### TEXT SEGMENT
- Opening Delimiter -
While Major League Baseball this week mulled a proposal to do a “quarantine village” system in Arizona and attempt to play games there for all teams with everyone involved sequestered from the rest of the world, the unrealistic nature of that plan meant it never really got going and has seemingly been nixed in the meantime.
So when will sports be back? Good question.
According to Santa Clara County Executive Officer Jeff Smith this week during a Board of Supervisors meeting, the bar is probably set at late November.
“Sorry to say,” Smith is quoted in the San Jose Mercury News, “I don’t expect that we’ll have any sports games until at least Thanksgiving, and we’ll be lucky to have them by Thanksgiving.”
Smith’s reasoning is sound: If the stay-at-home order is lifted too soon, there could be a resurgence of coronavirus infections. While projections seem to indicate that will likely happen no matter when the orders are lifted, the idea is a risk/reward assessment — if the spread increases, will it increase at a manageable rate, or will it risk spiraling out of control and putting the medical system under enormous burden at once?
- Closing Delimiter -
[Saved entries]
- Opening Delimiter -
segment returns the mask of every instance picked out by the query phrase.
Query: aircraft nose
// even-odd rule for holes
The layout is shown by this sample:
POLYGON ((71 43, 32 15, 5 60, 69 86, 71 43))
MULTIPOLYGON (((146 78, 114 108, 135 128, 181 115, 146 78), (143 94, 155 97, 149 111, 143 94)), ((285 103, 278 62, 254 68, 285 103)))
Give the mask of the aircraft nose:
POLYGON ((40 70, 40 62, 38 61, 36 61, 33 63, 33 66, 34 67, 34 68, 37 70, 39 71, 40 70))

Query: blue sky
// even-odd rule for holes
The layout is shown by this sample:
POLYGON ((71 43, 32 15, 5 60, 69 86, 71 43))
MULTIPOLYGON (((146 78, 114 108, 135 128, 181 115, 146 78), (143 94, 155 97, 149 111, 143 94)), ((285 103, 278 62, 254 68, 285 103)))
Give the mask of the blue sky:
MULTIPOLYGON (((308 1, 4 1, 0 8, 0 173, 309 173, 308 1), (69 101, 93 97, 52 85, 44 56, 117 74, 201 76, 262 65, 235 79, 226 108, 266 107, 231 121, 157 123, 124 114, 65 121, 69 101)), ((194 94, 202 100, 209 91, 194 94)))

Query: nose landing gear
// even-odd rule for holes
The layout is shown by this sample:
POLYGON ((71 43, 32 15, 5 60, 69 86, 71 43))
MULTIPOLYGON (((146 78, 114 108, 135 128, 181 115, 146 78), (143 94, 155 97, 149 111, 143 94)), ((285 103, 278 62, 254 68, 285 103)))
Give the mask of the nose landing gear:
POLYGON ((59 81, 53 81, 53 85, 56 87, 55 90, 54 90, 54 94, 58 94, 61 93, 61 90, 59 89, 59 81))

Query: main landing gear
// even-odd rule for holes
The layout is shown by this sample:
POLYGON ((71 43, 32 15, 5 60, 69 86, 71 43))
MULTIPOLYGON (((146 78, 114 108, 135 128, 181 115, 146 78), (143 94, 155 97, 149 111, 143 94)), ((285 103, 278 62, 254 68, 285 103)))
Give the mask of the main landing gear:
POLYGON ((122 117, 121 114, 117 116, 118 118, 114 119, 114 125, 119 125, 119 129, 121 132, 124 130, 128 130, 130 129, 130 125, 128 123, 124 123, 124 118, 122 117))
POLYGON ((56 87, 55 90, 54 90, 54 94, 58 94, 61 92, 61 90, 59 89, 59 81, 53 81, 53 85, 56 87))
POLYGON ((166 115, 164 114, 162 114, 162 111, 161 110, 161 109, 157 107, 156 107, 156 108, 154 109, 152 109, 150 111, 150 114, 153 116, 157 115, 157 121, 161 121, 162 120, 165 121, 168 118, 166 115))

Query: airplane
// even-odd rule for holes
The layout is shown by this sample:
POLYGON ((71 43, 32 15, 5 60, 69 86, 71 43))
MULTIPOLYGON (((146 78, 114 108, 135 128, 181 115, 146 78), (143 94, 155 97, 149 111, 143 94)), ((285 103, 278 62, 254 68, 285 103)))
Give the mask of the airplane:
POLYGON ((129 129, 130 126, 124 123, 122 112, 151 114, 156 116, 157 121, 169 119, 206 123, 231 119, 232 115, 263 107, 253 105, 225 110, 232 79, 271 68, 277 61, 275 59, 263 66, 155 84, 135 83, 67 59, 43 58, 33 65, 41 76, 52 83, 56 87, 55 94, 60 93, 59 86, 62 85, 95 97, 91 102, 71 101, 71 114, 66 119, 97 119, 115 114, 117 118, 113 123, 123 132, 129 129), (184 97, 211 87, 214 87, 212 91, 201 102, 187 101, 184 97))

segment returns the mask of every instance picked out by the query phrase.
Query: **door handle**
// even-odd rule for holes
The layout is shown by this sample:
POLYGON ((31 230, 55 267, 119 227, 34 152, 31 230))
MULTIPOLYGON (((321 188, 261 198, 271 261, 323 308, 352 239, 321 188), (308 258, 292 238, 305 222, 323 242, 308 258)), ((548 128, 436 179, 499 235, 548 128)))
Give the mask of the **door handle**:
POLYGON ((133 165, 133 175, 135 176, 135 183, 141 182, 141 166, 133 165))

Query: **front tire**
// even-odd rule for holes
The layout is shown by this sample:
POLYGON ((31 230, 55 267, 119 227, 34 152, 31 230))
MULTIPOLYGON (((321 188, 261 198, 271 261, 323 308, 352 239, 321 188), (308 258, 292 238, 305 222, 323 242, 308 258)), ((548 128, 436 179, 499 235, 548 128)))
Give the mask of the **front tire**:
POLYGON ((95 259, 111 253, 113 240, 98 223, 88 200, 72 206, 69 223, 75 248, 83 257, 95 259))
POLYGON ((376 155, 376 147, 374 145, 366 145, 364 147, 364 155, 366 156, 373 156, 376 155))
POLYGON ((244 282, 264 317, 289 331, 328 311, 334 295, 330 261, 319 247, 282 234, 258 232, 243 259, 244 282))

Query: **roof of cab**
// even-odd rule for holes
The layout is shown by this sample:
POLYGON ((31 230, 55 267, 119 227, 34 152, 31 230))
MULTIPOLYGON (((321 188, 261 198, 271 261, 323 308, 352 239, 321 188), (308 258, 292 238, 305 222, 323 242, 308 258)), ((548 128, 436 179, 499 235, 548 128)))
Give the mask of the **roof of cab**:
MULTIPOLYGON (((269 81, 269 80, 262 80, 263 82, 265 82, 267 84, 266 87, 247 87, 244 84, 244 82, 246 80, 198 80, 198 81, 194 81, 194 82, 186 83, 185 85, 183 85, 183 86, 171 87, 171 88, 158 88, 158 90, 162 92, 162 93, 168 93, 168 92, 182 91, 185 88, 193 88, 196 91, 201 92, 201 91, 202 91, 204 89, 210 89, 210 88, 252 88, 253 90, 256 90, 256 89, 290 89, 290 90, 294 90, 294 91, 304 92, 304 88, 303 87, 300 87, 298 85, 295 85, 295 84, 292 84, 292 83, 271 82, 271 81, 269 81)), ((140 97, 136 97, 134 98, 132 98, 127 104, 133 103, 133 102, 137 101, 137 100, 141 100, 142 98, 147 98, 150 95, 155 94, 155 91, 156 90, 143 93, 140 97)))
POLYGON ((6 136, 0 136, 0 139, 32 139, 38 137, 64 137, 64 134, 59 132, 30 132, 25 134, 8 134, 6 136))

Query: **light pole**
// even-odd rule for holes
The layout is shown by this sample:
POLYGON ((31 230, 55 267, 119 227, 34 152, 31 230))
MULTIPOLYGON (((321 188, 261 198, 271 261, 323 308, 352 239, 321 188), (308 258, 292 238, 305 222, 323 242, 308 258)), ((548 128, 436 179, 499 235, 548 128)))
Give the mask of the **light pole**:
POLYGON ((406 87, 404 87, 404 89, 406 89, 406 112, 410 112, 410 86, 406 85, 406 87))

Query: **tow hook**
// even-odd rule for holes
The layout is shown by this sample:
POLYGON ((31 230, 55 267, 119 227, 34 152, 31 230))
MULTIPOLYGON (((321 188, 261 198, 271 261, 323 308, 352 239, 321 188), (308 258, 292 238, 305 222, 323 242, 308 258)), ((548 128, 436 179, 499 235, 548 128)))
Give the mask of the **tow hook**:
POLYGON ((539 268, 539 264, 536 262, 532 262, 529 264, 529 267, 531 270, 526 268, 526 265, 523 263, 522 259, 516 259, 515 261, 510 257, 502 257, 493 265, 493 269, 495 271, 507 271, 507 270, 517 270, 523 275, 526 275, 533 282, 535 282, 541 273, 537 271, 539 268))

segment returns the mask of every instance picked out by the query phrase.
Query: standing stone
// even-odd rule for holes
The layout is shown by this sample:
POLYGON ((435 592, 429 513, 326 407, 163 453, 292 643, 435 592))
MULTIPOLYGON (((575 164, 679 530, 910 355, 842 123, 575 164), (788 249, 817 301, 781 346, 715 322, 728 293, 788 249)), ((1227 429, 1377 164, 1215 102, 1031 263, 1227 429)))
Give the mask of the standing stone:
- Closing Delimiter -
### PROBLEMS AND TASKS
1. Answer these questions from the passage on when sports might return:
(a) In which state did Major League Baseball consider a "quarantine village" system?
(b) What position does Jeff Smith hold?
(c) Which newspaper quoted Smith?
2. Duplicate the part of the passage on when sports might return that opens with the words containing "While Major League" and closes with "at late November.".
3. Go on with the passage on when sports might return, picking up after its last sentence.

### ANSWERS TO THIS EXERCISE
1.
(a) Arizona
(b) Santa Clara County Executive Officer
(c) The San Jose Mercury News

2.
While Major League Baseball this week mulled a proposal to do a “quarantine village” system in Arizona and attempt to play games there for all teams with everyone involved sequestered from the rest of the world, the unrealistic nature of that plan meant it never really got going and has seemingly been nixed in the meantime.
So when will sports be back? Good question.
According to Santa Clara County Executive Officer Jeff Smith this week during a Board of Supervisors meeting, the bar is probably set at late November.

3.
And if you’re wondering what Smith’s authority is on the matter, well, he’s the person who can order sporting events closed or canceled in Santa Clara County, meaning he has a big role to play in determining if and when the San Jose Earthquakes can get back in action, for example.
While the rationale makes plenty of sense, from a sports fan’s perspective, having to wait until Thanksgiving or beyond would mean the MLS season would be scrapped outright, and we would go basically a year between new, live Quakes games. That’s a really long time!
Again, in the long run, public health is the important thing. Let’s just hope the projection that Thanksgiving is the possible timeline for sports to return is a pessimistic one, both for sports and for public health.